Stated exercise
Rewrite everything from the line containing "Return the segmentation" down to the line containing "255), (240, 254)]", putting "brass faucet" in place of "chrome faucet" and keeping all else unchanged.

Dataset entries
START

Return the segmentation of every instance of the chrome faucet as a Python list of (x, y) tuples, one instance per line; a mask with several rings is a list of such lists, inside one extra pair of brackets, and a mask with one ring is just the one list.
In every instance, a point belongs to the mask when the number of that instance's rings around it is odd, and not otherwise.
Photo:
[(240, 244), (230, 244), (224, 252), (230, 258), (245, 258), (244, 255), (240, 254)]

END
START

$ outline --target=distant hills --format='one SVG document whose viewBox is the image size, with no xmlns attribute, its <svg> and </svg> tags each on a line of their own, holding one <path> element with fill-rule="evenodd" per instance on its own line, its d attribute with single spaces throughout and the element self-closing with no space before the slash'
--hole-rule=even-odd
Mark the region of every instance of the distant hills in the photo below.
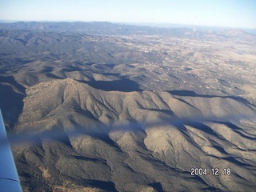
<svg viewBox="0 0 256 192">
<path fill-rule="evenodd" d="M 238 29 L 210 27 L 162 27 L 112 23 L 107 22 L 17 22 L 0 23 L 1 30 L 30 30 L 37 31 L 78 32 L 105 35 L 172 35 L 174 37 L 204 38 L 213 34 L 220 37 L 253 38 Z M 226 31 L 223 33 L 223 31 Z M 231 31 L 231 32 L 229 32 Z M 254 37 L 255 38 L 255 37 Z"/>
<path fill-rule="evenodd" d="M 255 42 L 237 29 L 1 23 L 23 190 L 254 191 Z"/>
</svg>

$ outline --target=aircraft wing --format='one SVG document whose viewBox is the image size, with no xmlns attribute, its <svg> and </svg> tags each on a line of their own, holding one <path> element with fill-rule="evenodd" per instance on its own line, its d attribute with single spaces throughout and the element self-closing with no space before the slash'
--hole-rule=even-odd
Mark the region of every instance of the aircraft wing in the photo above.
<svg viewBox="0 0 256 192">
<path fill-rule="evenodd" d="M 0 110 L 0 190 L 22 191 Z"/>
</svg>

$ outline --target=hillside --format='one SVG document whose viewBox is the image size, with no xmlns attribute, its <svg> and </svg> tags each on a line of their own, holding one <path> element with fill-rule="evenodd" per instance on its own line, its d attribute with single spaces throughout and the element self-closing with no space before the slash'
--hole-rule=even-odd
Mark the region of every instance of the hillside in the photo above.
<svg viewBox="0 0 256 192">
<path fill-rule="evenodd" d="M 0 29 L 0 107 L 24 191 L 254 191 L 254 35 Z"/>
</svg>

END
START

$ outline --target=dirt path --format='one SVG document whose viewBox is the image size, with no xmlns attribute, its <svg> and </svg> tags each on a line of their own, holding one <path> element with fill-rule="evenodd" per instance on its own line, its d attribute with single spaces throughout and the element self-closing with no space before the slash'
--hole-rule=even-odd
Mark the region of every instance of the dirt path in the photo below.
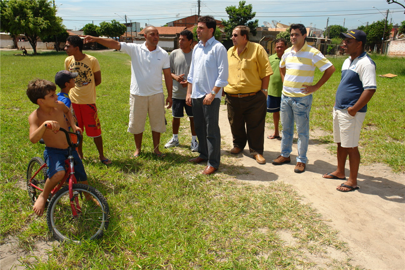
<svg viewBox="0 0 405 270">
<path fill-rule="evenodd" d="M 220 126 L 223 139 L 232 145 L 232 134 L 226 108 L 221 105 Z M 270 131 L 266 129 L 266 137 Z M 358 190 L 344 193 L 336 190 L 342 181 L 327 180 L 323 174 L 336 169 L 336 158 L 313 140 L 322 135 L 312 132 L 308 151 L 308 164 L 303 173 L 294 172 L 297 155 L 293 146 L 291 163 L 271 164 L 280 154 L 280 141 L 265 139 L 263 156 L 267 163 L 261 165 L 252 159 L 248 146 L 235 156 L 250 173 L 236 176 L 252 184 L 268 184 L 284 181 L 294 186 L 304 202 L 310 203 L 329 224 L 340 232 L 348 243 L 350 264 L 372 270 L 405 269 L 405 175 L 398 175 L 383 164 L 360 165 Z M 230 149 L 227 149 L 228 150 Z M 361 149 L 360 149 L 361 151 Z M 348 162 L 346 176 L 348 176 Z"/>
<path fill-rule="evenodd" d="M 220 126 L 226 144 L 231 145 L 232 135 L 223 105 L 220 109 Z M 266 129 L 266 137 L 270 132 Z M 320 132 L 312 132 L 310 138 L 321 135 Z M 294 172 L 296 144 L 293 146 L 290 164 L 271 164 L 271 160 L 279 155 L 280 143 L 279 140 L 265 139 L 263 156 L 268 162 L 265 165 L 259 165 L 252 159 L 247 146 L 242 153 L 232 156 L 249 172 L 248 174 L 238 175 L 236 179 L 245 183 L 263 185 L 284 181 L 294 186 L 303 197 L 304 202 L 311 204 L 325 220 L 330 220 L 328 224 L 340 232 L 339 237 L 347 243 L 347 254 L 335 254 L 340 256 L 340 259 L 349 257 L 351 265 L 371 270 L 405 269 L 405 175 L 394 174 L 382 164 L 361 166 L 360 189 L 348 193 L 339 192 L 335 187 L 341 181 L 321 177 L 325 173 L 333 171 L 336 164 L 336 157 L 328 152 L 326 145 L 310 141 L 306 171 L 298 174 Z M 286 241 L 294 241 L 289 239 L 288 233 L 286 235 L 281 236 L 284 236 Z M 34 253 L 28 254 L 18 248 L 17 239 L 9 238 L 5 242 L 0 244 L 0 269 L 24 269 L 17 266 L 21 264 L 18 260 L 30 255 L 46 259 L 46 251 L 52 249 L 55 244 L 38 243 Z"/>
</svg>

END

Written solution
Return the segmentation of every instance of the brass faucet as a Python list of (x, y) tuples, one instance per line; a mask with several rings is a list of such lists, inside one extra pair of brackets, and a mask with one ring is just the one list.
In every instance, a point belongs to the mask when the number of that instance's rings around it is odd, and not otherwise.
Photo:
[(240, 244), (230, 244), (224, 252), (230, 258), (245, 258), (244, 255), (240, 254)]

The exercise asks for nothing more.